# START OF EXERCISE DATA

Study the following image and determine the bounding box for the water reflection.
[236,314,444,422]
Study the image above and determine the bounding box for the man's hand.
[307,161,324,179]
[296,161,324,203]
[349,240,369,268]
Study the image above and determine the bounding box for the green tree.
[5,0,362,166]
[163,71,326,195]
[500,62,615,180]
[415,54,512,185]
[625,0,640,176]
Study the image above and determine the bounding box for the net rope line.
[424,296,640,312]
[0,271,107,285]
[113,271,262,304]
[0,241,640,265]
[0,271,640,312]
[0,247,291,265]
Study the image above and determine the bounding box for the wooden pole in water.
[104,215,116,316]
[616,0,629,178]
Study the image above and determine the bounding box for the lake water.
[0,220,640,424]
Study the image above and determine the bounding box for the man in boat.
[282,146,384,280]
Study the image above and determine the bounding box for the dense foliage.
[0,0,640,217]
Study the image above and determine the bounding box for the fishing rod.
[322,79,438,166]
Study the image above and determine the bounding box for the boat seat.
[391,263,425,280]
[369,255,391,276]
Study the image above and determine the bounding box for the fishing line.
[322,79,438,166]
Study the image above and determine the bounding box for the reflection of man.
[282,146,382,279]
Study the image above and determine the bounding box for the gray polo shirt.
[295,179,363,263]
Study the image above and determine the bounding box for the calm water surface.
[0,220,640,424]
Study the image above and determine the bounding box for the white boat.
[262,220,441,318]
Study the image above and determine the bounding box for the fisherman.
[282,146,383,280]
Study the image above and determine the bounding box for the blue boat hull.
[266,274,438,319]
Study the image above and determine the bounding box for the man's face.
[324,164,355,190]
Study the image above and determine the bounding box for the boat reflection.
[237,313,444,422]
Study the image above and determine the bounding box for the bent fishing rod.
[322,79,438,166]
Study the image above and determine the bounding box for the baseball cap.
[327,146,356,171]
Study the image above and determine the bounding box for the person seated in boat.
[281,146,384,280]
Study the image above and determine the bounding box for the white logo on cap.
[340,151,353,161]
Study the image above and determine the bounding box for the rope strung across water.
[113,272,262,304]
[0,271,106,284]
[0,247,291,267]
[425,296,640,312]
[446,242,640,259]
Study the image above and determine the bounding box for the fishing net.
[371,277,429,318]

# END OF EXERCISE DATA

= WHAT NEEDS TO BE DONE =
Copy out, word for word, the rows above from the line containing "the boat seat." through the line containing "[237,313,444,422]", including both of those lines.

= COMPLETE ANSWER =
Study the image above and determine the bounding box for the boat seat.
[391,263,425,280]
[369,255,391,276]
Study the image above and determine the bounding box for the fishing line.
[322,79,438,166]
Study the image above and determine the bounding box for the reflection of man.
[282,146,382,279]
Study the image above and determine the bounding box for the gray polo shirt.
[295,179,363,263]
Study the image above and determine the bounding box for the calm water surface.
[0,220,640,424]
Study the image above and determine the bounding box for the white boat.
[262,220,441,318]
Study the image above and determine the bounding box for the fisherman.
[282,146,383,280]
Study the image above and determine the bounding box for the blue boat hull.
[266,274,438,319]
Study the image above and determine the bounding box for the man's face.
[324,164,355,190]
Study the image above and determine the bounding box for the boat reflection.
[237,313,444,422]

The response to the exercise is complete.